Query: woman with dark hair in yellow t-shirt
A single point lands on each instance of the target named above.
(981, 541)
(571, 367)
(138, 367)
----------
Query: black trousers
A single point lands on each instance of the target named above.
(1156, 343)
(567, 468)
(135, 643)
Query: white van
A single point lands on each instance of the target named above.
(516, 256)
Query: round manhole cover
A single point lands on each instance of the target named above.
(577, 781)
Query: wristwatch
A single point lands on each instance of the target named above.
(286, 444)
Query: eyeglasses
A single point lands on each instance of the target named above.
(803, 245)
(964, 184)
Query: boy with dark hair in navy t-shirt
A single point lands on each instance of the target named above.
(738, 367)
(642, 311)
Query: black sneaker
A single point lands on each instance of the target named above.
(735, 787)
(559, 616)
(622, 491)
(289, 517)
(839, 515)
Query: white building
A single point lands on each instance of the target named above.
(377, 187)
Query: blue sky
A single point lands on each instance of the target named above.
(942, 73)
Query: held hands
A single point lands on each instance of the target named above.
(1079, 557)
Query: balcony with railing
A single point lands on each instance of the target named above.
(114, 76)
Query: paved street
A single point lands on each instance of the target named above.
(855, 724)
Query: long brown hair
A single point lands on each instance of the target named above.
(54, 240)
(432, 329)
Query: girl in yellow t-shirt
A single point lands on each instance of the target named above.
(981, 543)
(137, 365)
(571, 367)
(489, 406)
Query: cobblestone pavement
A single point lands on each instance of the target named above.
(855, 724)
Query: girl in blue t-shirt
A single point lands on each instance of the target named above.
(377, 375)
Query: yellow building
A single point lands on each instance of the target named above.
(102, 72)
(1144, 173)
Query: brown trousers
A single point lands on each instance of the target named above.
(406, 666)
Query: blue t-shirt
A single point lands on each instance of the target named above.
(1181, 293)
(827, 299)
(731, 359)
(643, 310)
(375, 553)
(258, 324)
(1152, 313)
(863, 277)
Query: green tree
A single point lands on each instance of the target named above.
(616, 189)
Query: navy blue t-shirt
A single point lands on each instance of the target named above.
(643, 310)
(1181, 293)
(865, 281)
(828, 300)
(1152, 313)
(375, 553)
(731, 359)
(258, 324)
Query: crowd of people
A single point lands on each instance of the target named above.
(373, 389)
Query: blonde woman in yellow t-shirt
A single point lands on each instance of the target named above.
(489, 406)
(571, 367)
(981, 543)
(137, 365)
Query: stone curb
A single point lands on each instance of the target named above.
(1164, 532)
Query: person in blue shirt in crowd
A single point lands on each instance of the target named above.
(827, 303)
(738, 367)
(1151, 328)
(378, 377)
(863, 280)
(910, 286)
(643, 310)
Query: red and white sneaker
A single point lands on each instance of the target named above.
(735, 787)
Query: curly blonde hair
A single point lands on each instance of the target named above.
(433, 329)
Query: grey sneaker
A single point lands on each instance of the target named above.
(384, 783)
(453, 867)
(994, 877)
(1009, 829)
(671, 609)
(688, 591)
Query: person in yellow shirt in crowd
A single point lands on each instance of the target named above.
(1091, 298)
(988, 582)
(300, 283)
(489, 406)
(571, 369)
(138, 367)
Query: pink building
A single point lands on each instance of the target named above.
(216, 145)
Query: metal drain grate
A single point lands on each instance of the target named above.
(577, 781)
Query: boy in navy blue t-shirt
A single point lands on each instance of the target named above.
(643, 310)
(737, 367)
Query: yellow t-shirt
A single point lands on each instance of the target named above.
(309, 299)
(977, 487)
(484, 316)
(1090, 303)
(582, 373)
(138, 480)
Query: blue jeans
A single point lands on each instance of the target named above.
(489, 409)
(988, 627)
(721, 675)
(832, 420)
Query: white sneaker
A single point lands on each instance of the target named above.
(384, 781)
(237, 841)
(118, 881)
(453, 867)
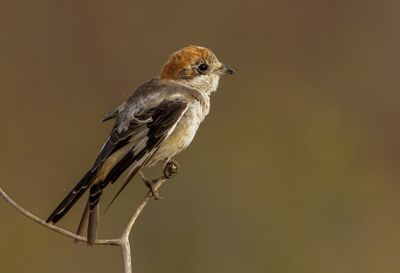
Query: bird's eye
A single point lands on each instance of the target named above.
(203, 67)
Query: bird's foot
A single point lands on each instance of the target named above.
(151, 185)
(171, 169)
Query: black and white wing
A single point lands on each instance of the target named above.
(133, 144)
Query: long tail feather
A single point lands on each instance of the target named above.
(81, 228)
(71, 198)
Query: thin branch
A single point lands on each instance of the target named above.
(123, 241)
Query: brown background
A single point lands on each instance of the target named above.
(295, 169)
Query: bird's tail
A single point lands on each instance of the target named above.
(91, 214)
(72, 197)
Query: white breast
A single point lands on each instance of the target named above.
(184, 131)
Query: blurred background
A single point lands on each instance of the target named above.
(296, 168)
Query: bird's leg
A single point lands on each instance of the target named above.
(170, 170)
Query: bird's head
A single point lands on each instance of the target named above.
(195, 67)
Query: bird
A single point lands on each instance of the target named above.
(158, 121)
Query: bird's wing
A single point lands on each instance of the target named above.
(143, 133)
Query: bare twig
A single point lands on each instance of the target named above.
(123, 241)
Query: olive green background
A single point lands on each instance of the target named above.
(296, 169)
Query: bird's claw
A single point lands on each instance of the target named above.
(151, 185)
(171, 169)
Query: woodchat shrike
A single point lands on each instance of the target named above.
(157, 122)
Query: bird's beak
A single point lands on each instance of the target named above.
----------
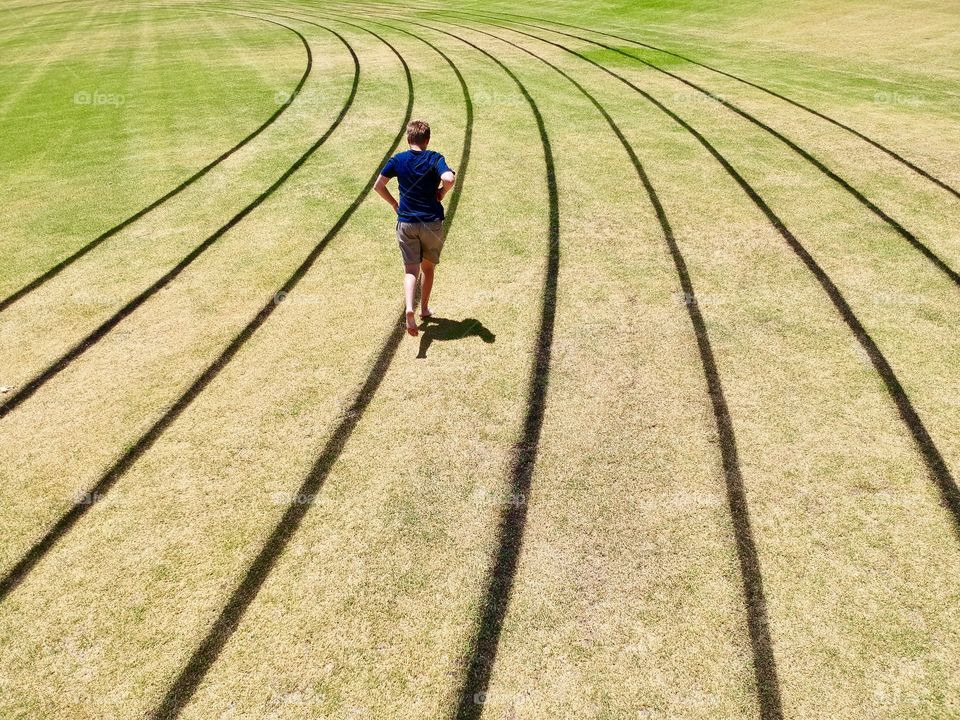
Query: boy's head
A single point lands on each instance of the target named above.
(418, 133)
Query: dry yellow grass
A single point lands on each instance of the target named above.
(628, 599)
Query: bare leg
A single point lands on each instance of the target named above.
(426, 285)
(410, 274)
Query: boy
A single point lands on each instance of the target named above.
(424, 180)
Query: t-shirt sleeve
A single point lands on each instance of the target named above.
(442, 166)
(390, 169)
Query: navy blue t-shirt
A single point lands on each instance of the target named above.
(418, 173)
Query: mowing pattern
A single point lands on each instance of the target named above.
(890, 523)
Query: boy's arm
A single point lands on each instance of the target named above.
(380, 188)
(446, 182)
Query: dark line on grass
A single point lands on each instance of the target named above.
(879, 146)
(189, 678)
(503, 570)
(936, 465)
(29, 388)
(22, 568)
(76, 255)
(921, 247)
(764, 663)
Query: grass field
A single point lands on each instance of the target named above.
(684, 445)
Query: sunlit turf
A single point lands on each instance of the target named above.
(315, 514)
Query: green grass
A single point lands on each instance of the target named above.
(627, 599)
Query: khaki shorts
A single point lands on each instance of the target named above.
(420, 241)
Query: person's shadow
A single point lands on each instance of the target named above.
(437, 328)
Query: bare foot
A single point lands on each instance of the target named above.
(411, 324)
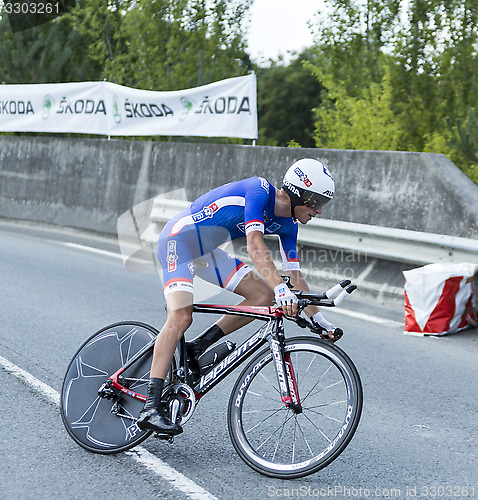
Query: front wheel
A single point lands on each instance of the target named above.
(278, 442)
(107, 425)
----------
§ **SHORT TASK**:
Filter the entries above and copy each line containing the word "hair".

§ **SOLVED PROBLEM**:
Query: woman with dark hair in yellow t-shirt
Query: boy with dark hair in navy t-shirt
Query: long brown hair
Query: curly blonde hair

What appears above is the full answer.